## Excerpt to read
Abstract: A method of implementing at least one fused operation in an embedded circuit and a control unit thereof ABSTRACT A method of implementing at least one fused operation in an embedded circuit 11. In step S1, the at least one fused operation will be run by a control unit 10 stored in a workload slot 12 of the control unit 10. In step S2, an output of the at least one fused operation is saved in the form of a custom fixed points (CFX) format in an intermediate register 14 of the control unit 10. In step S3, a final fused operation is computed from at least one output of the at least one fused operation. In step S4, a final output of the final fused operation is modified into a POSIT data type prior to saving in the control unit 10. (FIGURE 1)
Description:Complete Specification:
The following specification describes and ascertains the nature of this invention and the manner in which it is to be performed:
[0001] Field of the invention:
The invention is related to a method of implementing at least one fused operation in an embedded circuit and a control unit thereof.
[0002] Background of the invention:
Most of the application specific workloads like Artificial Intelligence (AI) or Digital Signal Processing (DSP) workloads, uses large series of multiply and accumulate (MAC) operations. To execute this series of MAC operations most of the modern-day decimal rounding of intermediate MAC results till last MAC operation. This a done to enhance the accuracy of final result. To implement the fused operation for POSIT datatype, very large fixed-point registers called Quires are used. The huge register bit length of Quires makes it difficult to integrate them on to an embedded processor because of higher on-chip area and power dissipation. The huge bit length of Quire also drastically effects the cache performance of the embedded devices thereby degrading the speed of hardware. Especially in the embedded application of Bosch the size of the Posit Quires
[0003] Brief description of the accompanying drawings:
An embodiment of the disclosure is described with reference to the following accompanying drawing,
[0004] Figure 1 illustrates a control unit for implementing at least one fused operation in an embedded circuit ; and
[0005] Figure 2 illustrates a flow chart of a method of implementing at least one fused operation in the embedded circuit according to the present invention.

## Directions
1. Answer these questions from the patent excerpt on fused operations.
(a) In step S2, in what format is the output of the fused operation saved, and where?
(b) What name is given to the very large fixed-point registers used to implement the fused operation for the POSIT datatype?
(c) What does Figure 2 illustrate?
2. Write the next part of the patent excerpt on fused operations, picking up after its description of Figure 2.

## Entries
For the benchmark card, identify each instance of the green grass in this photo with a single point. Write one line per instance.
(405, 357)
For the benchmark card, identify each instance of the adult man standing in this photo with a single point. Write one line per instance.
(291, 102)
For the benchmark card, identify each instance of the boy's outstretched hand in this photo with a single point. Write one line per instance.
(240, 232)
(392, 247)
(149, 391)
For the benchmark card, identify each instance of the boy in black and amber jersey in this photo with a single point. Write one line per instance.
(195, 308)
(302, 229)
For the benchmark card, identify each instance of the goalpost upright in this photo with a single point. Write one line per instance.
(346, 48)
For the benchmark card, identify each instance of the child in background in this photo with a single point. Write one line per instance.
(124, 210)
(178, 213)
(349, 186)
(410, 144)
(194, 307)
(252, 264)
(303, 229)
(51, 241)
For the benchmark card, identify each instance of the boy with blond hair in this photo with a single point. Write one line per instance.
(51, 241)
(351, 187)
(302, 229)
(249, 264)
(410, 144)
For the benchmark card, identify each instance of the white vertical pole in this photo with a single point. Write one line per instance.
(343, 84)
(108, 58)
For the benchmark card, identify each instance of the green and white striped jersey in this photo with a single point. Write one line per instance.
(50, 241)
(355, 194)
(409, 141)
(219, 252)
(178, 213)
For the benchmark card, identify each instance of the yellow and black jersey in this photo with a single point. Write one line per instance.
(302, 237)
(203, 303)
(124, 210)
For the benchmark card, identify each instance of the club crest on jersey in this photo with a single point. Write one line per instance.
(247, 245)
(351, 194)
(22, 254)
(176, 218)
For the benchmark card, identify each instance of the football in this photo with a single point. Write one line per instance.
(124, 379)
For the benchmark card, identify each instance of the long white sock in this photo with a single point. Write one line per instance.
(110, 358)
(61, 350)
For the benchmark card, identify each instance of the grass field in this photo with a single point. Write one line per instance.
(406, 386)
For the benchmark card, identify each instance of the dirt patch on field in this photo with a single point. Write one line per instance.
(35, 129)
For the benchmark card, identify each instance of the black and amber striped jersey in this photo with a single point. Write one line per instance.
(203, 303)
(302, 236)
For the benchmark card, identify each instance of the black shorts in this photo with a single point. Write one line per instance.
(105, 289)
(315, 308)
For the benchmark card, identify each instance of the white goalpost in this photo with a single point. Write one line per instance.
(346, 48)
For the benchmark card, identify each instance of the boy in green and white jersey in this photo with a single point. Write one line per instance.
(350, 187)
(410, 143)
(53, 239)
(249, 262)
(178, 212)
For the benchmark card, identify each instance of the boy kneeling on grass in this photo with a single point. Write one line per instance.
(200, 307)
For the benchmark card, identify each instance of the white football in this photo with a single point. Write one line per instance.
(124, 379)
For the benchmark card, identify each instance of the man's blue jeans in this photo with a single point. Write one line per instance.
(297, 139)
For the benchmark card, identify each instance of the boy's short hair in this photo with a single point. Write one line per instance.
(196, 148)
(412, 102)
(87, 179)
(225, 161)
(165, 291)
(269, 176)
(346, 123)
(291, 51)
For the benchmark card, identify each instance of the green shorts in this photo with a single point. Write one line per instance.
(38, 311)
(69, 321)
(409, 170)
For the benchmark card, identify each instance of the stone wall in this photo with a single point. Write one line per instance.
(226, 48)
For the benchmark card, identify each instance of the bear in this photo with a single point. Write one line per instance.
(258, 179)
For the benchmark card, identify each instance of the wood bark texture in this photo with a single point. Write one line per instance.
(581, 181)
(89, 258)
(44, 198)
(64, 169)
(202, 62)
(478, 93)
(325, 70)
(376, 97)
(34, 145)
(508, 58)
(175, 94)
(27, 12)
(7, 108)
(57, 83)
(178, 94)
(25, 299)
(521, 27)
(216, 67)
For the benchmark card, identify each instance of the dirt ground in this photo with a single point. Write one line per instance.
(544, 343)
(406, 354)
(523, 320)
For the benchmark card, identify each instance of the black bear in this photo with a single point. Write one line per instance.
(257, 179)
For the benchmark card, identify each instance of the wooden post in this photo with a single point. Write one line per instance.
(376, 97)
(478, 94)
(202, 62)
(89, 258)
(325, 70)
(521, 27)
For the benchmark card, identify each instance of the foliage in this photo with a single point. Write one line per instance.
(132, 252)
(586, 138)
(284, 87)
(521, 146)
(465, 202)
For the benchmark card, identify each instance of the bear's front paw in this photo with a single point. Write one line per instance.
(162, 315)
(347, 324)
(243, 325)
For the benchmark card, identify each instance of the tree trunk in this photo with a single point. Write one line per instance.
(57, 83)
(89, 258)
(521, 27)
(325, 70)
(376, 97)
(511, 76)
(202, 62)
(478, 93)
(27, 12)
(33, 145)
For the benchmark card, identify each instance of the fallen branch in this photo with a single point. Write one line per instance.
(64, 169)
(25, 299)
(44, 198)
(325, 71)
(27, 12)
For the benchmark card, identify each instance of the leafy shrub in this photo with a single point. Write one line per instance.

## Results
1.
(a) It is saved in a custom fixed points (CFX) format in an intermediate register 14 of the control unit 10.
(b) Quires.
(c) A flow chart of a method of implementing at least one fused operation in the embedded circuit according to the present invention.

2.
Detailed description of the embodiments:
[0006] Figure 1 illustrates a control unit for implementing at least one fused operation in an embedded circuit 11 according to one embodiment of the invention. The control unit 10 runs at least one fused operation stored in a workload slot 12 of the control unit 10. The control unit 10 saves an output of the at least one fused operation in the form of a custom fixed points (CFX) format in an intermediate register 14 of the control unit 10. The control unit 10 computes a final fused operation from at least one output of the at least one fused operation. The modifies a final output of a final fused operation into a POSIT data type prior to saving in the control unit 10.
[0007] Further the construction of the device and the components of the device 10 is explained in detail. The control unit is chosen from a group of control units comprising a microprocessor, a micro controller, a digital circuit, an ASIC and the like. The control unit 12 comprises a workload slot 14 wherein the slot has a methodology associated with at least one fused operation. Ie., the workload comprises multiple fused operations. For example, the workload stored in the control unit slot 12 is used for detecting an object. According to one embodiment of the invention, the fused operation is a fused multiple and add (FMA) function.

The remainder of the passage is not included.